Data items

-------

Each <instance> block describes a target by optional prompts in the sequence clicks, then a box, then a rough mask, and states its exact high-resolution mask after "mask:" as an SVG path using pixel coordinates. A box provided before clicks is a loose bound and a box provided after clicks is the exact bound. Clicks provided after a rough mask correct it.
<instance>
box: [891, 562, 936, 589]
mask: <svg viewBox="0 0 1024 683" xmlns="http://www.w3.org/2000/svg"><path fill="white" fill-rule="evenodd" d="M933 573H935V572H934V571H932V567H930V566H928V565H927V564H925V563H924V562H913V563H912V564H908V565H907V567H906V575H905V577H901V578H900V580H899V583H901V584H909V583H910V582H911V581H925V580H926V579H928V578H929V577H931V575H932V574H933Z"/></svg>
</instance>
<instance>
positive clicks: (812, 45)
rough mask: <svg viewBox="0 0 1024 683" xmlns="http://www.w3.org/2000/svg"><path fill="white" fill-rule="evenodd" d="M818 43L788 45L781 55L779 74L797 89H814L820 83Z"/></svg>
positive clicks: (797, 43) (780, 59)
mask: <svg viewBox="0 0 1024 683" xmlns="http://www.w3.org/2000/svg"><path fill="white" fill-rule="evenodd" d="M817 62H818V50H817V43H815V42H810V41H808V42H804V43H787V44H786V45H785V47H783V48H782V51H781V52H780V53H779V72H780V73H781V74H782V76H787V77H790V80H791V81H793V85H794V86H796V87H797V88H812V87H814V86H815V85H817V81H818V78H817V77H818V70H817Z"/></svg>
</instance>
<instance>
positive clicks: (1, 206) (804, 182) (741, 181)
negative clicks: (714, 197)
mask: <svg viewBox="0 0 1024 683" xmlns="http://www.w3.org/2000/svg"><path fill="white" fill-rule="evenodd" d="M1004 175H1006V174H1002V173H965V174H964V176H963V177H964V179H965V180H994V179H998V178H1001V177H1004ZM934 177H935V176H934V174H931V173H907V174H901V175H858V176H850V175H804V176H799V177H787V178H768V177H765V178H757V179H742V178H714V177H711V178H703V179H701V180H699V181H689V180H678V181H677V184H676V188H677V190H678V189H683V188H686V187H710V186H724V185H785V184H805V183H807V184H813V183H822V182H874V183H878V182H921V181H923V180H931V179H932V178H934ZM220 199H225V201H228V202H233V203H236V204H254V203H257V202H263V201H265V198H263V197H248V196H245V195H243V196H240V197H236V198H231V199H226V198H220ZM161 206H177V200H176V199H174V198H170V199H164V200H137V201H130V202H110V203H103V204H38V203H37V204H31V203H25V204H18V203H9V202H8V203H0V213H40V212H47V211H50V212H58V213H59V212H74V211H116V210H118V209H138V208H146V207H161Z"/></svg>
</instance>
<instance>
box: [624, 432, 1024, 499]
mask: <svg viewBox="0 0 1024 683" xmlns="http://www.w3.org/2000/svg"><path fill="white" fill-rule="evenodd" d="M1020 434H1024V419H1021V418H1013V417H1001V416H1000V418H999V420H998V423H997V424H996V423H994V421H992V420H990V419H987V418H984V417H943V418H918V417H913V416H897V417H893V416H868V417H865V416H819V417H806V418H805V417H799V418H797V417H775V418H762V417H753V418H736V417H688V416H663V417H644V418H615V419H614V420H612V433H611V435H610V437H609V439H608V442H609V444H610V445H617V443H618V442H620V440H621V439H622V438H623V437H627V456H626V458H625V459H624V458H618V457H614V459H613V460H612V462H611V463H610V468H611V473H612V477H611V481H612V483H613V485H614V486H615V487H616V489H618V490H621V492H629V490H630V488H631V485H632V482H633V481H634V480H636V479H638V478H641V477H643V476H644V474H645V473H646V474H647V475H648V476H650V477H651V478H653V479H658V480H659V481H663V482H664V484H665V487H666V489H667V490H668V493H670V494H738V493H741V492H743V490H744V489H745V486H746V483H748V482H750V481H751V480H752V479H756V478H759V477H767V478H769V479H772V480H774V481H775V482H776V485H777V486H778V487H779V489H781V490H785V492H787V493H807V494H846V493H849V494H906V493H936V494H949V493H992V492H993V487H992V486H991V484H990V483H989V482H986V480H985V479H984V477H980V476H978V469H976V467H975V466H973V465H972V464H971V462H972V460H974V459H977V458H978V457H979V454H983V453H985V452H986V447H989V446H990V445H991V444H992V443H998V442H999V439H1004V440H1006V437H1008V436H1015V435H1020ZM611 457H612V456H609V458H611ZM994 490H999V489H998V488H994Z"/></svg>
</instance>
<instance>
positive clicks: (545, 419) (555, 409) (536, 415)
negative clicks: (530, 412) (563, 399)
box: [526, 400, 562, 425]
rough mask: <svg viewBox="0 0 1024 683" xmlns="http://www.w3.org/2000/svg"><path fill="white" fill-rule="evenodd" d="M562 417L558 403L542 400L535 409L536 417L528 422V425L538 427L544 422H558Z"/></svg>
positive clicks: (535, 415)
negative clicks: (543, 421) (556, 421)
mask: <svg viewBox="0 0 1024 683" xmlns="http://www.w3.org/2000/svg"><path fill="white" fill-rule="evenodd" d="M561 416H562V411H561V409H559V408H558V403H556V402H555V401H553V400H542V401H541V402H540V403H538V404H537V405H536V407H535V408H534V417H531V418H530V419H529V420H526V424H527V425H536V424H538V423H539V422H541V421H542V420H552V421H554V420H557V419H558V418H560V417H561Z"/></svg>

-------

#### Description of the task
Lines containing the word "rough": copy every one of them from the records above.

#### Answer to this task
Each <instance> block describes a target by optional prompts in the sequence clicks, then a box, then a rough mask, and states its exact high-resolution mask after "mask:" as an SVG path using pixel coordinates. A box provided before clicks is a loose bound and a box provided after clicks is the exact bound. Clicks provided after a rough mask correct it.
rough mask: <svg viewBox="0 0 1024 683" xmlns="http://www.w3.org/2000/svg"><path fill="white" fill-rule="evenodd" d="M818 43L788 45L781 55L779 74L797 89H814L820 83Z"/></svg>
rough mask: <svg viewBox="0 0 1024 683" xmlns="http://www.w3.org/2000/svg"><path fill="white" fill-rule="evenodd" d="M562 417L558 403L542 400L535 409L536 417L528 422V425L538 427L544 422H558Z"/></svg>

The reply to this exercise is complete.